=== Prompt ===
Copy the records from the line with "Target: towel fold" through the end of the records, changing "one dot per instance" to "one point per instance" and leaving everything else as it is.

--- start Input material ---

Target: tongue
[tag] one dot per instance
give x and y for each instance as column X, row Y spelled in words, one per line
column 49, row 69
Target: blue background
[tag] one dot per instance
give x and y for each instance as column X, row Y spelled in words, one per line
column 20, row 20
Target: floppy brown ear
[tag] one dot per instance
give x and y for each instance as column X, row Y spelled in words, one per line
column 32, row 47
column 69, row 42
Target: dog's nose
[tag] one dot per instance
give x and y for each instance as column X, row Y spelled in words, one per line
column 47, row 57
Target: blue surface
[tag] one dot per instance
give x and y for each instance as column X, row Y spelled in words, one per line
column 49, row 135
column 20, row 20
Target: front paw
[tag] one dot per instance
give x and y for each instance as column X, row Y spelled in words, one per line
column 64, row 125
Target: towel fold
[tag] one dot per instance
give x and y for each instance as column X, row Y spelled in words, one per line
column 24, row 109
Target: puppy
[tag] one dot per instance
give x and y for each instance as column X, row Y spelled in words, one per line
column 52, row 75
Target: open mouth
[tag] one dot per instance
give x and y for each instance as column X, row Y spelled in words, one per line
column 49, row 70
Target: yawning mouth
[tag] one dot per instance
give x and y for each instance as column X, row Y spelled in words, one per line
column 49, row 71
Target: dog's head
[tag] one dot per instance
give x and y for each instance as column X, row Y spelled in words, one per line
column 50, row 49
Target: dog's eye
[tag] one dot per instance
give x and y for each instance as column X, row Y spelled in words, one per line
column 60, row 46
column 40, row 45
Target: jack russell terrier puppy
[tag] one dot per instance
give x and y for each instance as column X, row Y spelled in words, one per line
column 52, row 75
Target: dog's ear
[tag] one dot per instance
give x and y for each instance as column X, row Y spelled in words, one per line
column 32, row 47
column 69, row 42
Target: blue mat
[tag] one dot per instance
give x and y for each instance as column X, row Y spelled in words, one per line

--- end Input material ---

=== Solution to the problem ===
Target: towel fold
[tag] one point per instance
give x and y for each instance as column X, row Y spelled in words, one per line
column 24, row 109
Target: puppy
[tag] one point per instance
give x and y for each instance as column X, row Y spelled in words, one per line
column 52, row 75
Target: open mouth
[tag] one point per instance
give x and y for each instance as column X, row Y spelled in words, one per line
column 49, row 70
Target: yawning mouth
[tag] one point per instance
give x and y for each instance as column X, row Y spelled in words, one per line
column 49, row 71
Target: dog's head
[tag] one point per instance
give x and y for each instance as column X, row Y spelled in words, one per line
column 50, row 49
Target: dog's eye
[tag] one point per instance
give x and y for each instance as column X, row Y spelled in words, one per line
column 60, row 46
column 40, row 45
Target: jack russell terrier puppy
[tag] one point per instance
give x and y for each instance as column X, row Y spelled in words, one per line
column 52, row 75
Target: dog's ear
[tag] one point per instance
give x and y for each instance as column X, row Y spelled in words, one per line
column 32, row 47
column 69, row 42
Target: blue mat
[tag] one point per instance
give x and y for each instance as column X, row Y spelled in words, one per line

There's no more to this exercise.